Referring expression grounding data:
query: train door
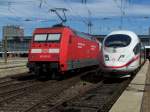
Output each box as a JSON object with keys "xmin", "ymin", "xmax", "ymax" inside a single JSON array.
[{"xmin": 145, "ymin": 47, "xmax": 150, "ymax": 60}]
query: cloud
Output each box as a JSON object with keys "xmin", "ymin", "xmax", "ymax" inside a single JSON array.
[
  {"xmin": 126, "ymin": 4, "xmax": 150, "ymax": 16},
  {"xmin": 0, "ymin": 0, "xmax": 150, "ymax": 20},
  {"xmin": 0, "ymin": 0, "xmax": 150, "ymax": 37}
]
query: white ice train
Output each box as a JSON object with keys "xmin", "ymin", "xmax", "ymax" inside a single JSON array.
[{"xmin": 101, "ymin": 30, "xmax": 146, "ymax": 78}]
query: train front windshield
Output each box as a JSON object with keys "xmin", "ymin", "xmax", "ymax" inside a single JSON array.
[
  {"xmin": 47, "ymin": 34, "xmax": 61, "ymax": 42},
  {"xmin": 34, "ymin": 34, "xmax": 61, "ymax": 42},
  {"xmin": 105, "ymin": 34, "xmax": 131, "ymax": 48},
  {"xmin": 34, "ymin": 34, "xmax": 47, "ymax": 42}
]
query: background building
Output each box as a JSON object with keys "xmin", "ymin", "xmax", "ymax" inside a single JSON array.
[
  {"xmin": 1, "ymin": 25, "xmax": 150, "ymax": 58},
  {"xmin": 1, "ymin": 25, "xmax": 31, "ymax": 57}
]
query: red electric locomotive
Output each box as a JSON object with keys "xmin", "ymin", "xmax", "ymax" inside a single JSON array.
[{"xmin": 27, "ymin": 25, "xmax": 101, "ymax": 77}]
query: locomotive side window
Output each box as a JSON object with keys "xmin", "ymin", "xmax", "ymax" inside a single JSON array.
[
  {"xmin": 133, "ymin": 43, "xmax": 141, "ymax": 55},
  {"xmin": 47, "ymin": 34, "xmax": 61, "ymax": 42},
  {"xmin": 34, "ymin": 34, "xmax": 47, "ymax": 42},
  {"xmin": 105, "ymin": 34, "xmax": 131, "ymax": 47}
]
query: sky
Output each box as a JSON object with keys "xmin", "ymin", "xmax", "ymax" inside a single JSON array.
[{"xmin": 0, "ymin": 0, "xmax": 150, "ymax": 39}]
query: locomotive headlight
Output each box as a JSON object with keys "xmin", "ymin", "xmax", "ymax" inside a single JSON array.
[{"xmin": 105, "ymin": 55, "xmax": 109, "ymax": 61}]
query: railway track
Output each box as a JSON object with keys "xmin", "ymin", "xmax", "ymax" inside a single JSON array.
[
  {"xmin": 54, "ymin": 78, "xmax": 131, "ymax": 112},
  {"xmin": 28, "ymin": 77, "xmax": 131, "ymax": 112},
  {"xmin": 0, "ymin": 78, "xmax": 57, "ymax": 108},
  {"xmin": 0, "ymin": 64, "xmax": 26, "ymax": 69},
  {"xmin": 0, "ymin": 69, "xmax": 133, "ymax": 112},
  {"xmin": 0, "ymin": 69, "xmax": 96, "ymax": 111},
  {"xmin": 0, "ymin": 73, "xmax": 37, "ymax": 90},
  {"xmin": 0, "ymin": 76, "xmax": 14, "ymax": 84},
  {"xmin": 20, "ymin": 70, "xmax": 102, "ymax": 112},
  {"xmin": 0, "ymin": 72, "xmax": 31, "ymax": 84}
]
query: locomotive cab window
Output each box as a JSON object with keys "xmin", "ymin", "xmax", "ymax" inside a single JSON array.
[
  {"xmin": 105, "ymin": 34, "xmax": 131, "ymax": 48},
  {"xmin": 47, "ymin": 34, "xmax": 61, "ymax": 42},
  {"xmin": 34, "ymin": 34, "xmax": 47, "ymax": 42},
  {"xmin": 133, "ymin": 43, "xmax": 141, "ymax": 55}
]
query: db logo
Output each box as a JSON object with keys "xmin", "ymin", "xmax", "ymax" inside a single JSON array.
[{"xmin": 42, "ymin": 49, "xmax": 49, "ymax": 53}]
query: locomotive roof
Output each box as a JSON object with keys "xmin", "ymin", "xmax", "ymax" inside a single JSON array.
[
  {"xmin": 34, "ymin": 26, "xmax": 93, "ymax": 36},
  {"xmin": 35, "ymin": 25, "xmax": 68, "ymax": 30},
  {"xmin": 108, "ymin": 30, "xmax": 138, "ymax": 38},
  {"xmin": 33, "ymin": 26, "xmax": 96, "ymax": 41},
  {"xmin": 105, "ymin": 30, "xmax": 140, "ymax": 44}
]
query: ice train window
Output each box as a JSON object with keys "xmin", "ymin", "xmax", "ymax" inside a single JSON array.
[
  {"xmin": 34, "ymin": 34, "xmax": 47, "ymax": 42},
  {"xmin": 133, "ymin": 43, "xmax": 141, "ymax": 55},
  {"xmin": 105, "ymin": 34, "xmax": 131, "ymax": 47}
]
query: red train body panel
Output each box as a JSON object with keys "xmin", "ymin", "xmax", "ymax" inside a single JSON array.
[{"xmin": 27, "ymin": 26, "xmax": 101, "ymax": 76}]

• **Problem statement**: Each line from the one with "query: db logo" through the end of the entries above is to be returned word for word. Nothing else belongs in the answer.

• **Answer**:
query: db logo
Output each box as a JSON object with keys "xmin", "ymin", "xmax", "ymax" inside a single JSON array.
[{"xmin": 42, "ymin": 49, "xmax": 49, "ymax": 53}]
query: locomotive roof
Output each box as a JSON object with keys "xmin", "ymin", "xmax", "ymax" inside a single JSON array.
[
  {"xmin": 34, "ymin": 26, "xmax": 93, "ymax": 36},
  {"xmin": 35, "ymin": 25, "xmax": 68, "ymax": 30},
  {"xmin": 108, "ymin": 30, "xmax": 138, "ymax": 38},
  {"xmin": 33, "ymin": 26, "xmax": 96, "ymax": 41},
  {"xmin": 105, "ymin": 30, "xmax": 140, "ymax": 44}
]
query: ice train window
Output each box as a JSON object with keys "xmin", "ymin", "xmax", "ymax" inside a single JSON array.
[
  {"xmin": 34, "ymin": 34, "xmax": 47, "ymax": 42},
  {"xmin": 133, "ymin": 43, "xmax": 141, "ymax": 55},
  {"xmin": 105, "ymin": 34, "xmax": 131, "ymax": 47}
]
query: red train body panel
Output each box as a JSON object with keys "xmin", "ymin", "xmax", "ymax" inside a single JSON array.
[{"xmin": 27, "ymin": 26, "xmax": 101, "ymax": 76}]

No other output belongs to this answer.